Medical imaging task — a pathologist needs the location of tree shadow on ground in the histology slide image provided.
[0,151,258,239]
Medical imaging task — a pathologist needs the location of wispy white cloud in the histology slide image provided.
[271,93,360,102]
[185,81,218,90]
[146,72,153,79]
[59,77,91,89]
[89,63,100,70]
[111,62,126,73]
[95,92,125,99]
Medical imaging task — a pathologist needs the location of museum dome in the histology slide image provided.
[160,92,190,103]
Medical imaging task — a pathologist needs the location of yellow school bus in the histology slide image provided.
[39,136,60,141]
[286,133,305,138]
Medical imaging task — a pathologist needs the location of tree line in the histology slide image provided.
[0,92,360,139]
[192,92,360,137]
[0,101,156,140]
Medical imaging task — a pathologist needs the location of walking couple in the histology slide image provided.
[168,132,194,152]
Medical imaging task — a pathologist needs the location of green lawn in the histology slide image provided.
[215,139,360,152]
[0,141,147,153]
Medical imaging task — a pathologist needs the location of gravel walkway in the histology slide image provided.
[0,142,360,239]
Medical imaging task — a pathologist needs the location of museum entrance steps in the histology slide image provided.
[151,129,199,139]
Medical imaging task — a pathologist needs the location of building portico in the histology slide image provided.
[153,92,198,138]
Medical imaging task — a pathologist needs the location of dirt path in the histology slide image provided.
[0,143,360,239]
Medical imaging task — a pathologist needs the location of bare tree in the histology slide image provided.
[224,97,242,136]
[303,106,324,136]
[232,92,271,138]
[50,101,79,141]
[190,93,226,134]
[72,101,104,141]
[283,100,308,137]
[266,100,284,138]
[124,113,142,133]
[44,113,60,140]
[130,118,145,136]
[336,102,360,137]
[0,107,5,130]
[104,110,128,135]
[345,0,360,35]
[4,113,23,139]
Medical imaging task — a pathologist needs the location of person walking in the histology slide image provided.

※ ※ ※

__PROBLEM DESCRIPTION__. Rewrite every line from the start of the items through the line containing "[0,141,147,153]", both included, adjusting each bounding-box coordinate by -134 and leaving all other lines unchanged. Give only those lines.

__EXERCISE SOLUTION__.
Medical imaging task — a pathologist needs the location of tree shadow on ground in the histology slide image provided.
[-134,17,124,105]
Medical imaging task — a pathologist needs the location of wispy white cloud in the histology slide image provided.
[137,-41,226,-32]
[51,-53,84,-44]
[12,-62,19,-55]
[-75,-57,-43,-45]
[-45,-71,-34,-64]
[-23,-72,-8,-61]
[-39,-42,-9,-35]
Medical imaging task — a pathologist needs the location of museum dome in the histology slide image provided.
[26,-42,56,-31]
Medical imaging task — a pathologist needs the location of yellow school bus in the histology slide image provided.
[-95,2,-74,7]
[152,-1,171,4]
Medical imaging task — a pathologist needs the location of tree line in the histology slide image provided.
[-134,-42,226,5]
[58,-42,226,3]
[-134,-33,22,6]
Medical imaging task — a pathologist needs the location of walking couple in the histology slide image provided.
[34,-2,60,18]
Medical imaging task — a pathologist needs the location of green lawn in the histology slide image provided.
[81,5,226,18]
[-134,7,13,19]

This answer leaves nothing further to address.